===== Article

Overview

Sebastian Kurz is the Austrian Peoples’ Party (List Kurz/ÖVP) leading candidate for the upcoming general elections and according to all opinion polls bound to secure most of the votes. Pursuing an electoral campaign which has deliberately put him as an individual into the center (rather than his party) and portrayed his campaign as a broad ‘movement’ (rather than a traditional party contest), his website https://www.sebastian-kurz.at/unterstuetzer invites visitors to ‘join’ by submitting their names to a public list of supporters.

The following is a brief analysis of some of the information publicly available on these supporters, implemented in R. As always, there are likely to be more elegant ways to do some of the coding. If you see a particularly glaring misdeed, feel free to let me know.

Collection of data

While the content of static html websites can normally conveniently scrapped with the rvest package, Kurz’s website is pretty complex (at least to me) with various dynamically created elements, plenty of java scripts etc. As far as I understood, rvest turns out to be unable to do the trick in such cases. Instead, the jsonlite package allows us to retrieve the requested information via the website’s API.

library(jsonlite)
library(dplyr)
library(tidyr)

baseurl <- "https://dabei.sebastian-kurz.at/api/v1/83f9221ff237566f8f55187277dd1019/commitments/038ed334b8d9314a01007dd9748c055c/people?"
pages <- list()

all <- data.frame(supporter.surname=character(),
                        supporter.name=character(),
                        released=character(),
                        created=character(),
                        message=character())
for(i in 1:300)
try(
  {  
  mydata <- jsonlite::fromJSON(paste0(baseurl, "&page_nr=", i), flatten=TRUE)
  message("Retrieving page ", i)
  pages[[i+1]] <- mydata
  i.surname <- as.data.frame(mydata$commitment_module_people$person.surname)
  i.name <- as.data.frame(mydata$commitment_module_people$person.name)
  i.released_date <- as.data.frame(mydata$commitment_module_people$released_date)
  i.created_date <- as.data.frame(mydata$commitment_module_people$created_at)
  
  all.i <- bind_cols(i.surname, i.name, i.released_date, i.created_date, i.message)
  names(all.i) <- c("supporter.surname","supporter.name","released","created","message")
     
  if (nrow(all.i)==0) break
  
  all <- bind_rows(all, all.i)
  
  }
)

==========

Reproduce the portion of the article that opens with the words containing "library(tidyr)" and closes with "pages <- list()". Draw solely on the article itself.

===== Records

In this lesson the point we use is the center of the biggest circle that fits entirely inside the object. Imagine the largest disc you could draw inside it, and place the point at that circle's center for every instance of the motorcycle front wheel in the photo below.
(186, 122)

==========
===== Records

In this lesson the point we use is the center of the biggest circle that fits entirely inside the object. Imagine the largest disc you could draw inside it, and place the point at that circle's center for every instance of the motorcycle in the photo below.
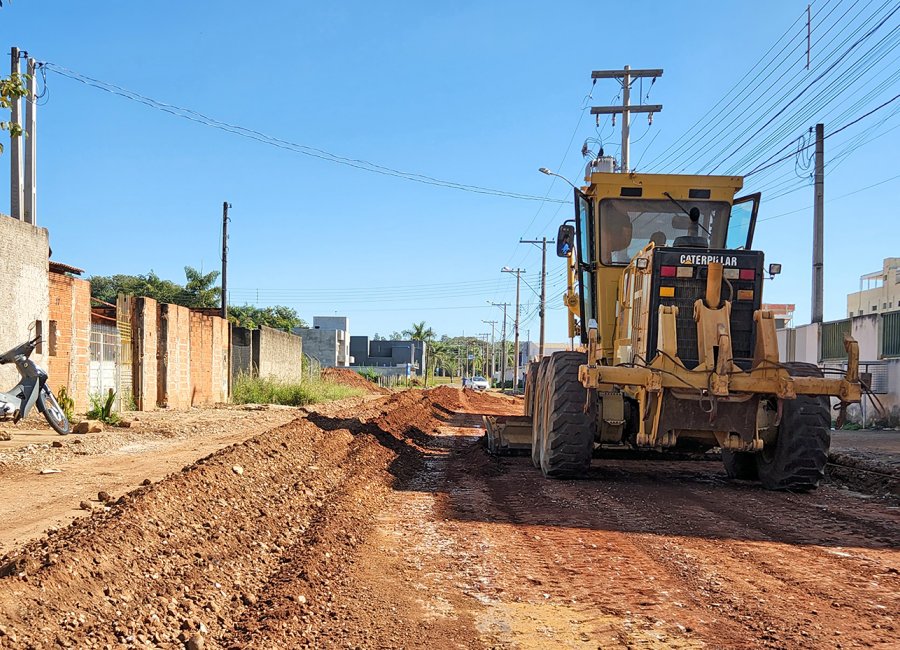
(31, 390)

==========

Answer below —
library(tidyr)

baseurl <- "https://dabei.sebastian-kurz.at/api/v1/83f9221ff237566f8f55187277dd1019/commitments/038ed334b8d9314a01007dd9748c055c/people?"
pages <- list()